Extract provided:

In [1]:
# env setup
import os
import sys

os.chdir("/home/yxjiang/source/ml_playground")

print(os.getcwd())

/home/yxjiang/source/ml_playground


In [2]:
# data downloading
from util import data_util
import pandas as pd
from collections import defaultdict

# dataset_url="https://s3.amazonaws.com/fast-ai-nlp/dbpedia_csv.tgz"
dataset_url="https://ai.stanford.edu/~amaas/data/sentiment/aclImdb_v1.tar.gz"

dest_dir = "/tmp/data"
dataset_folder_path = os.path.join(dest_dir, "aclImdb")
data_util.download_data(url=dataset_url, dest_dir=dest_dir)

# generate word to id mapping
word_to_id, word_list = data_util.get_vocabulary(folder_path=dataset_folder_path, file_suffix="vocab")
print("There size of vocabulary is :", len(word_to_id))

# generate class id to name mapping
# class_to_name = defaultdict(str)
# with open(os.path.join(dataset_folder_path, "classes.txt"), "r") as f:
#     for i, class_name in enumerate(f):
#         class_to_name[i] = class_name.strip()
# print("There class mapping:", class_to_name.items())

Destination folder [/tmp/data] exists.
Target file [aclImdb_v1.tar.gz] exists, skip downloading.
Start to extract [/tmp/data/aclImdb_v1.tar.gz] to [/tmp/data]...
File extracted
Processing vocabulary from [/tmp/data/aclImdb].
There size of vocabulary is : 89527


In [4]:
# transform, dataset and dataloader
from torch.utils.data import Dataset, DataLoader
from torchvision import transforms


class CutOrPadTransform:
    """
    Shape all sentences to the equal length.
    """
    def __init__(self, config):
        self.config = config
    
    def __call__(self, input):
        if len(input["words"]) >= config.sentence_max_length:
            input["words"] = input["words"][:config.sentence_max_length]
        else:
            input["words"].extend([" "] * (config.sentence_max_length - len(input["words"])))

Stored data:

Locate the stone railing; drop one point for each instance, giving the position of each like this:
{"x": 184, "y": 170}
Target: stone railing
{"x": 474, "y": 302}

Exercise goal: Reproduce the notebook code word for word from "File extracted" to "the equal length.".

Solution for this problem:
File extracted
Processing vocabulary from [/tmp/data/aclImdb].
There size of vocabulary is : 89527


In [4]:
# transform, dataset and dataloader
from torch.utils.data import Dataset, DataLoader
from torchvision import transforms


class CutOrPadTransform:
    """
    Shape all sentences to the equal length.